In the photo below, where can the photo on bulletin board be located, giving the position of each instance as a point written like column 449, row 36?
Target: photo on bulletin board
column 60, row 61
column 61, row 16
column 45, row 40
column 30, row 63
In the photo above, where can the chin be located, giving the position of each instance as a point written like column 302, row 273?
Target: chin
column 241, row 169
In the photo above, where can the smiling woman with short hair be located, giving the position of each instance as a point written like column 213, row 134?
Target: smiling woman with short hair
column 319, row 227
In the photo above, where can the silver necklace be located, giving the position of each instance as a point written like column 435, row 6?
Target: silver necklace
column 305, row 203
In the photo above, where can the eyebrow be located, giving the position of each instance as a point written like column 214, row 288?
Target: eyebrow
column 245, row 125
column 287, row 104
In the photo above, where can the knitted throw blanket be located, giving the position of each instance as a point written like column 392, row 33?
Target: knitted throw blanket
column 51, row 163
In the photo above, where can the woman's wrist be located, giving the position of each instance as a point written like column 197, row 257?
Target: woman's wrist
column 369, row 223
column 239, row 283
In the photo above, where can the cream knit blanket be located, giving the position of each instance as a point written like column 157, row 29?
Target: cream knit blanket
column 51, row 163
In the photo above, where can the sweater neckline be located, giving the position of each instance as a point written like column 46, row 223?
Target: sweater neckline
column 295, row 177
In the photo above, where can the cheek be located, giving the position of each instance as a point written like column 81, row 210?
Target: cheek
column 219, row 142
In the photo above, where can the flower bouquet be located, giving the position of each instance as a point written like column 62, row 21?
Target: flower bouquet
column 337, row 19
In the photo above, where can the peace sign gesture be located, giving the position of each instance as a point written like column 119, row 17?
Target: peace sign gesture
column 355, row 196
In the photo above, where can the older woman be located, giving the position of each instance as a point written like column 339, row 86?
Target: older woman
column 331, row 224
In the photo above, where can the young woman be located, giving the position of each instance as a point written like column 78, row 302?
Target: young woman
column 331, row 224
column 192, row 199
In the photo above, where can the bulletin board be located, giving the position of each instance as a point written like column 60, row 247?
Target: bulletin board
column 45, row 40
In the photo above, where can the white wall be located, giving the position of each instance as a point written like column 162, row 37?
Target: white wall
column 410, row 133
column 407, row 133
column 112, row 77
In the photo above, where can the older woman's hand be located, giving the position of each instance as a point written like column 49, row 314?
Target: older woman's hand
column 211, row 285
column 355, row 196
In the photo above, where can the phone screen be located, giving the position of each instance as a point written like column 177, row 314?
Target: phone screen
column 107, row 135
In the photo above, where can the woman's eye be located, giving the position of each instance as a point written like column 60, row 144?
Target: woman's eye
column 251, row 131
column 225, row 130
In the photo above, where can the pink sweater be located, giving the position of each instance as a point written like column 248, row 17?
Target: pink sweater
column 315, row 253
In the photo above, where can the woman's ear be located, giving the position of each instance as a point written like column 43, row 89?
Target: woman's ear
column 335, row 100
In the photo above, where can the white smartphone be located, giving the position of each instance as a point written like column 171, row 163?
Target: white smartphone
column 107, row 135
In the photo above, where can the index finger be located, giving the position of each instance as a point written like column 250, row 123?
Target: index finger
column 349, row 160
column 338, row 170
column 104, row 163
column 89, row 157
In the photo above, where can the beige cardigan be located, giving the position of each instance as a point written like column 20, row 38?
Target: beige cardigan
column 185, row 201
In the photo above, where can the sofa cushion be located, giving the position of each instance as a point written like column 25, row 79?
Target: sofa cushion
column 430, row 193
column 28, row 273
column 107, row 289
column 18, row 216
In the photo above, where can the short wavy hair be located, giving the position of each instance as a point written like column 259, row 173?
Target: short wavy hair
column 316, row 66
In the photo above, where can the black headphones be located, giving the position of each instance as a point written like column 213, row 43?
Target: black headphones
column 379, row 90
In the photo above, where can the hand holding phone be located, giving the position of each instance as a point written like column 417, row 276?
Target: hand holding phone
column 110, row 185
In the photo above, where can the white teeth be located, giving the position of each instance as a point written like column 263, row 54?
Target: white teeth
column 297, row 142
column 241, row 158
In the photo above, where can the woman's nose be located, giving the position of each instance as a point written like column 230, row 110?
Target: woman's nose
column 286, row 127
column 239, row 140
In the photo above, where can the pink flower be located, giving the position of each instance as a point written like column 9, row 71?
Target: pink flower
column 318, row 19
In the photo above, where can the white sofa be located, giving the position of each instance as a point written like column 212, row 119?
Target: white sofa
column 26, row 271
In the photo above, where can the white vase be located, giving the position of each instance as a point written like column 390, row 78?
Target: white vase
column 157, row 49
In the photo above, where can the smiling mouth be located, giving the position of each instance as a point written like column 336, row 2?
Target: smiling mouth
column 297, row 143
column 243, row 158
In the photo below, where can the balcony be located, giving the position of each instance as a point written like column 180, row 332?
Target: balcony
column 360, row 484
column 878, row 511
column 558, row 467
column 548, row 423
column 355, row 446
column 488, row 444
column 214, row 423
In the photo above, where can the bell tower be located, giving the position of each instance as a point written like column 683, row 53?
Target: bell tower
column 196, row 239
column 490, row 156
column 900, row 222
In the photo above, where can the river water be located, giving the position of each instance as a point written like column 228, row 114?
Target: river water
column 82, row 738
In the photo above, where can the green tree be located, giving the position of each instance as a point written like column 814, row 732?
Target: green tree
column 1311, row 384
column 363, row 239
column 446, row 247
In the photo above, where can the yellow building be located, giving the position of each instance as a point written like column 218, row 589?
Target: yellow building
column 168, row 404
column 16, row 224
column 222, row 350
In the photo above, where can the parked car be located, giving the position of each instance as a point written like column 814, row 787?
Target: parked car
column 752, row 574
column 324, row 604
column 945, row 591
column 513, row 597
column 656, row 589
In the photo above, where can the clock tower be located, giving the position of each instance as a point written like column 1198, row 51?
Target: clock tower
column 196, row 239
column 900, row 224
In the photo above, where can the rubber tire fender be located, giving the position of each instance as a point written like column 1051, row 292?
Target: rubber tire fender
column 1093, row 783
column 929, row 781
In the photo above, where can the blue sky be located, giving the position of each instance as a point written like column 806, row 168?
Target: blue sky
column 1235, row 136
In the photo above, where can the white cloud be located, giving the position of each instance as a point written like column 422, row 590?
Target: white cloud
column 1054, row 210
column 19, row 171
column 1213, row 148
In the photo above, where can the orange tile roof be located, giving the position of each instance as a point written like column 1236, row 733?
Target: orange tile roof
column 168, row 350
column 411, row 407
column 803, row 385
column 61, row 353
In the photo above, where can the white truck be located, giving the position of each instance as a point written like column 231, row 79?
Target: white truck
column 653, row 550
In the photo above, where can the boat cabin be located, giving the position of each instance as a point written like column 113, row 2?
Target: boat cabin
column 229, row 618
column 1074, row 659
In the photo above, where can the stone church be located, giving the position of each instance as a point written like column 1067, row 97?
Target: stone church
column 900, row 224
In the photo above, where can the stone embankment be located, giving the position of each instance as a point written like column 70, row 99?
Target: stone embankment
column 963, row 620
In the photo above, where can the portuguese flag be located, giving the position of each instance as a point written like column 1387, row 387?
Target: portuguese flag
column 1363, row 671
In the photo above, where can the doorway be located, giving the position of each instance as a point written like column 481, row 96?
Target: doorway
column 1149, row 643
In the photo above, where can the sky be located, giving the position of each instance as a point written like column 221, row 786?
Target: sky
────────────────────────────────────────
▶ _Instructions to follow_:
For this exercise, please retype exactly the lines in the listing from the line with "In the photo above, where can the stone church" through its last line, both ends included.

▶ _Final answer_:
In the photo above, where can the stone church be located, giving the position of each instance as a point written like column 1067, row 97?
Target: stone church
column 900, row 224
In the photo above, where can the stone embankment be located, giving the position of each instance as a point written like column 70, row 99?
Target: stone embankment
column 963, row 620
In the photo above, where can the portuguese flag be located, giving the position of each instance as a point written like column 1387, row 387?
Target: portuguese flag
column 1363, row 671
In the photo above, where can the doorway be located, giving the position of each instance as a point written like column 481, row 96?
Target: doorway
column 1149, row 643
In the photo above, where can the sky be located, giving the position of each instance as a point written like column 221, row 786?
Target: sky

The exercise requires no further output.